## Start Excerpted passage

/ 2 April 2004

Striking a chord

Richard Linklater’s Dazed and Confused (1993) and Before Sunrise (1995) occupy a place in my heart for their warmth and generosity, shambling plots and lightness of touch. Those movies suggested to me that Linklater had something of the early François Truffaut about him: a loose sense of construction, a certain informality and ease with himself and, above all, an unwillingness to condemn or patronise his characters.

School of Rock is Linklater’s first studio outing, a project designed to frame very snugly the talents of lead performer Jack Black. Black hasn’t shone on screen since his debut as the Stalinist sales clerk in John Cusack’s record store in High Fidelity, having been trapped in bad-to-middling fare like Saving Silverman and Shallow Hal. Fans of High Fidelity will fondly recall his plastic-soul version of Marvin Gaye’s Let’s Get It On, one of the movie’s highlights. School of Rock takes that moment as its cue, allowing Black to expand on the musical comedy he developed in his satirical heavy metal band, Tenacious D.

Like Mark Wahlberg in Rock Star (which School of Rock resembles in its opening scenes), Black’s Dewey Finn is so committed to his amateur band that the other members fire him. His screeching, overbearing guitar solos and his tendency to stage-dive clad only in his tighty-whities (no one wants to catch him) are just too much for them.

So, unemployed and unable to pay the rent, he takes a call intended for his substitute-teacher roommate Ned (Mike White) and goes in his stead to teach at a posh private school run by principal Joan Cusack, a Lucille Ball for the new millennium. He thinks the school will be a good place to sleep through his hangovers but, when he overhears his class in a music lesson, he has an idea. Perhaps he can mould these kids into a combo tight enough to win the local battle-of-the-bands contest and kick his old band’s ass in the process.

## End Excerpted passage

Task to carry out: Carry the School of Rock review onward from its final sentence, extending the account of the film in the same critical register.

## Start Data supplied

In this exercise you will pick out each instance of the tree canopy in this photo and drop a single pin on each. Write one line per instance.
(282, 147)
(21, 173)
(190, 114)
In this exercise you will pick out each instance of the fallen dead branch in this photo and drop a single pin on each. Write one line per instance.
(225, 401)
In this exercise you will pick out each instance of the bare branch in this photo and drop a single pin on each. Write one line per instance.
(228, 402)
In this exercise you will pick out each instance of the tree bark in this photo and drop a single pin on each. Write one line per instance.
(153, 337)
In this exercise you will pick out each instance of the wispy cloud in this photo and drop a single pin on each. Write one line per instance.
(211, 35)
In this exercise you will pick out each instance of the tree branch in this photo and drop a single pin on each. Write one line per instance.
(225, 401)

## End Data supplied

Exercise response:
Ridiculous, contrived and irritating, right? Wrong. The script by Mike White (who wrote Chuck and Buck and The Good Girl) does, indeed, lumber through the motions of setting the plot in train, but once it’s up and running, Black and Linklater hit exactly the right sympathetic groove. The child actors-cum-musical prodigies, all superbly selected, remind me once again of Linklater’s similarity to Truffaut, who always directed children with great skill and tenderness.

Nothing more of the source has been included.